### [Given information]
++++++
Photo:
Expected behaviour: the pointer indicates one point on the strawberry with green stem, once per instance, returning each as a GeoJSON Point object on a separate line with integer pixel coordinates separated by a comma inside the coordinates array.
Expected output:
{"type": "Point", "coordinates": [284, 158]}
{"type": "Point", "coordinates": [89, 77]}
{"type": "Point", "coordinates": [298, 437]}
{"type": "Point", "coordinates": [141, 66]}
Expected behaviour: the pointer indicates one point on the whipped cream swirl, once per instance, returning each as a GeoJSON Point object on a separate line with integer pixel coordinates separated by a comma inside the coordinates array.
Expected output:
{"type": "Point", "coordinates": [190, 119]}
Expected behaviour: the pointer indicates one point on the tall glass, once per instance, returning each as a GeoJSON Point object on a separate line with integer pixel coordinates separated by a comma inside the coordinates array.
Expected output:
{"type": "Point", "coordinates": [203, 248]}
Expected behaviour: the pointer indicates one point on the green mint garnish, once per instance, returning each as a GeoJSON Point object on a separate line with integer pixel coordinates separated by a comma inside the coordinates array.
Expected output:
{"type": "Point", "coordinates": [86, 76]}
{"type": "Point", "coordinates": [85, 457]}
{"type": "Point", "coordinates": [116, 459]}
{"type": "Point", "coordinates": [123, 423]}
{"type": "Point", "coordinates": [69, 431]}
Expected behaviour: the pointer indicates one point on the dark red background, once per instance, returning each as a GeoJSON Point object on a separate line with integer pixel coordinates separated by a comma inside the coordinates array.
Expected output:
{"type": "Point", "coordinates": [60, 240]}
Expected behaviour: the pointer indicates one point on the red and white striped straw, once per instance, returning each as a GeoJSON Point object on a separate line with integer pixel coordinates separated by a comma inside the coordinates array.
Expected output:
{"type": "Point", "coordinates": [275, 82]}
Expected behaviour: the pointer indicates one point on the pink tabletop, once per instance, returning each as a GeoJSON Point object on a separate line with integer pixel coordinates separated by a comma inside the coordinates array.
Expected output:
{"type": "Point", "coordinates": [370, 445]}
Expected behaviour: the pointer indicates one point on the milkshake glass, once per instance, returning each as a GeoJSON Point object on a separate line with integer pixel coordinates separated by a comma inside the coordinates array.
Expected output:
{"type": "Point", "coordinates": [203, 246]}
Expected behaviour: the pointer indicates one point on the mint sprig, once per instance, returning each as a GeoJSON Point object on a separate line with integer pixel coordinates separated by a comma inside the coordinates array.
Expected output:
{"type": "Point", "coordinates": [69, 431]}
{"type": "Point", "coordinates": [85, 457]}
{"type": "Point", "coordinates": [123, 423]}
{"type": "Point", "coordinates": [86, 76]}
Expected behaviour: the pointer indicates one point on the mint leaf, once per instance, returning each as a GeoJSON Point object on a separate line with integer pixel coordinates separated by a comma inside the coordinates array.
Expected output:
++++++
### [What is being asked]
Working from the listing above, give it again word for word.

### [Result of this task]
Photo:
Expected behaviour: the pointer indicates one point on the strawberry with green stem, once per instance, returning each as a GeoJSON Point object on a separate line with integer pixel coordinates separated by a comma inside the coordinates array.
Expected output:
{"type": "Point", "coordinates": [284, 158]}
{"type": "Point", "coordinates": [89, 77]}
{"type": "Point", "coordinates": [298, 437]}
{"type": "Point", "coordinates": [141, 66]}
Expected behaviour: the pointer indicates one point on the whipped cream swirl, once per instance, returning each as a GeoJSON Point object on a separate line with integer pixel coordinates separated by a comma inside the coordinates array.
Expected output:
{"type": "Point", "coordinates": [190, 119]}
Expected behaviour: the pointer indicates one point on the tall glass, once per instance, returning each as a GeoJSON Point object on a separate line with integer pixel coordinates separated by a comma inside the coordinates array.
Expected output:
{"type": "Point", "coordinates": [203, 248]}
Expected behaviour: the pointer indicates one point on the green mint garnish, once per instance, returning each as a GeoJSON Point object on a separate line with integer pixel coordinates separated by a comma inside the coordinates array.
Expected output:
{"type": "Point", "coordinates": [86, 76]}
{"type": "Point", "coordinates": [85, 457]}
{"type": "Point", "coordinates": [116, 459]}
{"type": "Point", "coordinates": [123, 423]}
{"type": "Point", "coordinates": [69, 431]}
Expected behaviour: the pointer indicates one point on the dark red background, once per instance, returning each as a GeoJSON Point object on a separate line with integer pixel coordinates separated by a comma inside the coordinates array.
Expected output:
{"type": "Point", "coordinates": [60, 240]}
Expected behaviour: the pointer indicates one point on the red and white striped straw, once per instance, returning each as a GeoJSON Point object on a separate line with integer pixel coordinates separated by a comma inside the coordinates array.
Expected output:
{"type": "Point", "coordinates": [275, 82]}
Expected behaviour: the pointer indicates one point on the pink tabletop, once per instance, returning each as a GeoJSON Point object on a separate line with integer pixel coordinates separated by a comma inside the coordinates array.
Expected output:
{"type": "Point", "coordinates": [370, 445]}
Expected behaviour: the pointer indicates one point on the milkshake glass, once per instance, returning each as a GeoJSON Point object on a separate line with integer pixel coordinates separated by a comma inside the coordinates array.
Expected output:
{"type": "Point", "coordinates": [203, 246]}
Expected behaviour: the pointer indicates one point on the mint sprig, once per instance, returning each as a GeoJSON Point object on a separate line with integer pixel coordinates separated by a comma inside the coordinates array.
Expected output:
{"type": "Point", "coordinates": [69, 431]}
{"type": "Point", "coordinates": [85, 457]}
{"type": "Point", "coordinates": [123, 423]}
{"type": "Point", "coordinates": [86, 76]}
Expected behaviour: the pointer indicates one point on the mint leaf, once per instance, returning each as a GeoJSON Point object on a separate line with integer pixel coordinates separated by a comma inside the coordinates array.
Expected output:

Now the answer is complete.